— Start Data shown —
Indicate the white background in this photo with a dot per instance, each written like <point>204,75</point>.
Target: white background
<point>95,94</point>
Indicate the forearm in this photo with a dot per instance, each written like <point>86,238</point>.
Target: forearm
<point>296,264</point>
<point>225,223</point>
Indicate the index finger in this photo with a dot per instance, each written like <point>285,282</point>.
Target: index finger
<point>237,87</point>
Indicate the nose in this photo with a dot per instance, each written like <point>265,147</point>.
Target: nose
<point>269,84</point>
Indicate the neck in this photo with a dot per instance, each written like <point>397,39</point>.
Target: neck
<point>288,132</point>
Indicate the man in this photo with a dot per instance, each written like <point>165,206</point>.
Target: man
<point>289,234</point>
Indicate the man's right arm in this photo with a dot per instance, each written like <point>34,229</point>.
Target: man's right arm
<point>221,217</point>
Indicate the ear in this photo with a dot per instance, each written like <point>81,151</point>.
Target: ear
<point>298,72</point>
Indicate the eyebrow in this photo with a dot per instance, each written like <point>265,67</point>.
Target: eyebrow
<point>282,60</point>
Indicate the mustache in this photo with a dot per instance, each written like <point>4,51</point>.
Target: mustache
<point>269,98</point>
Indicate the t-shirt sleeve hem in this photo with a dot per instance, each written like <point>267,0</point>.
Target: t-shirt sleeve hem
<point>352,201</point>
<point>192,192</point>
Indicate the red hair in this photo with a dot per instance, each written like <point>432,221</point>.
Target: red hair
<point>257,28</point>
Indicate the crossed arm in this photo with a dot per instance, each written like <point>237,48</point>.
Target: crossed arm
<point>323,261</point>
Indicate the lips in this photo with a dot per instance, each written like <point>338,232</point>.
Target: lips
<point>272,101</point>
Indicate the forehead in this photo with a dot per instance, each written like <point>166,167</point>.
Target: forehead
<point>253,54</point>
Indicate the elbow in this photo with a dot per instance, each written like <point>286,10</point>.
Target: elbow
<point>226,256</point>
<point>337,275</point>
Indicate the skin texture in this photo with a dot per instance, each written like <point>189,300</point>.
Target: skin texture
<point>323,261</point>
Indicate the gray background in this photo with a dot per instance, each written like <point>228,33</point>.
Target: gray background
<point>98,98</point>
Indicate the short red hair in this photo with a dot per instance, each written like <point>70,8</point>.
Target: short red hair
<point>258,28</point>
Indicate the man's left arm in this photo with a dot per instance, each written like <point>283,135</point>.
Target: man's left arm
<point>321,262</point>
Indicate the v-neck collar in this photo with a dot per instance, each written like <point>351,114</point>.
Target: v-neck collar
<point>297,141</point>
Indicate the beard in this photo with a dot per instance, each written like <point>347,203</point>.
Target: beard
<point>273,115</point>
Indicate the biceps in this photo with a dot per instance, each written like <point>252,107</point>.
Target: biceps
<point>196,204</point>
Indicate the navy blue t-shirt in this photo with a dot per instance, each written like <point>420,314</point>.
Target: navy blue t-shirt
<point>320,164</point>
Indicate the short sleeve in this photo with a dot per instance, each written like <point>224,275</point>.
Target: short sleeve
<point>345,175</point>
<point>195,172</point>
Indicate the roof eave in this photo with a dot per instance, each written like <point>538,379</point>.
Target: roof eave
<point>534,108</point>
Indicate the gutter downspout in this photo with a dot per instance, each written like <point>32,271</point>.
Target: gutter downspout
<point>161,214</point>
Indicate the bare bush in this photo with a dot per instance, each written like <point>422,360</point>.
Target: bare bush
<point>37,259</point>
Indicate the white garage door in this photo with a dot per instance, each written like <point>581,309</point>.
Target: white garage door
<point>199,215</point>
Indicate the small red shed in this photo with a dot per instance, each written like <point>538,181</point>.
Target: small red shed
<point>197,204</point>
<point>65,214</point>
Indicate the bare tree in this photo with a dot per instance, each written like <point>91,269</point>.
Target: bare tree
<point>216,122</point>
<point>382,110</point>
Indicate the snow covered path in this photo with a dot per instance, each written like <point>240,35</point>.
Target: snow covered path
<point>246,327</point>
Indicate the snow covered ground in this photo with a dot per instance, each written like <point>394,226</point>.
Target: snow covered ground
— End Data shown —
### Problem requirements
Rewrite all the records with "Indicate" replaced by "Mark" everywhere it occurs, leaving everything else as it is.

### Answer in full
Mark the white background in this photo with a dot per instance, each written like <point>204,75</point>.
Target: white background
<point>95,94</point>
Mark the forearm in this photo with a dot per instance, each written like <point>86,238</point>.
Target: forearm
<point>296,264</point>
<point>225,223</point>
Mark the index finger in this photo with a dot per instance, each written like <point>285,282</point>.
Target: index finger
<point>237,87</point>
Mark the nose in this photo with a dot per instance, each written like <point>265,147</point>.
Target: nose
<point>269,84</point>
Mark the neck in this photo with a dot per instance, each written like <point>397,39</point>.
Target: neck
<point>288,132</point>
Mark the man in this photo with a dot per instance, each written like <point>165,206</point>.
Target: man
<point>289,234</point>
Mark the man's right arm in this photo with a dot per instance, each written like <point>34,229</point>.
Target: man's right arm
<point>221,217</point>
Mark the ear in this photo with a dot per instance, each written like <point>81,151</point>.
Target: ear
<point>298,72</point>
Mark the eyebrow in this photo with a dot per instance, each written like <point>265,67</point>.
Target: eyebrow
<point>282,60</point>
Mark the mustache in this photo with a dot per instance, each written like <point>4,51</point>.
Target: mustache
<point>269,98</point>
Mark the t-shirt sleeve hem in this photo with a dot per instance, each written like <point>267,0</point>.
Target: t-shirt sleeve hem
<point>352,201</point>
<point>192,192</point>
Mark the red hair in this photo with a dot per instance, each written like <point>432,221</point>.
Target: red hair
<point>257,28</point>
Mark the crossed arm in this photo with a dot per instance, each written like <point>237,48</point>.
Target: crossed arm
<point>323,261</point>
Mark the lips in this photo with a dot per instance, each written like <point>338,232</point>.
Target: lips
<point>272,101</point>
Mark the forehead in this photo with a dot per instance, each written like <point>166,167</point>.
Target: forehead
<point>253,54</point>
Mark the elbow in this photo with a dot per instance, each written like <point>286,10</point>.
Target: elbow
<point>226,256</point>
<point>337,275</point>
Mark the skin texture in this photo with a dot per instance, each written like <point>189,300</point>.
Target: skin texture
<point>323,261</point>
Mark the gray background in this photo with a dot per instance, each written like <point>228,33</point>.
Target: gray background
<point>98,98</point>
Mark the short red hair in this photo with a dot per instance, each written like <point>70,8</point>.
Target: short red hair
<point>258,28</point>
Mark the man's left arm in this photo with a dot per instance, each written like <point>283,135</point>.
Target: man's left arm
<point>321,262</point>
Mark the v-neck collar in this photo with a dot per instance, each written like <point>351,114</point>.
Target: v-neck collar
<point>297,141</point>
Mark the beard in this photo with a dot per instance, each written like <point>347,203</point>.
Target: beard
<point>273,115</point>
Mark the biceps in this photo with a dot per instance, each written like <point>252,107</point>.
Target: biceps
<point>196,204</point>
Mark the navy blue t-shirt in this photo with a dot per instance, each written like <point>420,314</point>.
Target: navy blue t-shirt
<point>320,164</point>
Mark the short sleeve in this photo with a dot per instance, each written like <point>224,275</point>.
Target: short sleeve
<point>345,175</point>
<point>195,172</point>
Mark the roof eave in this photo with a dot per instance, each written like <point>538,379</point>.
Target: roof eave
<point>534,108</point>
Mark the gutter downspout in this photo with a dot per instance, each written like <point>32,271</point>.
Target: gutter downspout
<point>161,214</point>
Mark the bare bush in this photo with a dot per instance, each written like <point>422,360</point>.
Target: bare bush
<point>37,259</point>
Mark the white garage door in this photo with a dot per instance, each written like <point>581,309</point>.
Target: white garage door
<point>199,215</point>
Mark the small red shed in this photo with a dot per instance, each written like <point>538,181</point>.
Target: small red shed
<point>197,204</point>
<point>65,214</point>
Mark the bare tree in this photo with a dot per instance, each written like <point>91,269</point>.
Target: bare tree
<point>216,122</point>
<point>382,110</point>
Mark the snow covered path in this photo with a dot per instance, each written like <point>240,35</point>.
Target: snow covered path
<point>246,327</point>
Mark the snow covered ground in this photo with a dot per instance, each written like <point>394,226</point>.
Target: snow covered ground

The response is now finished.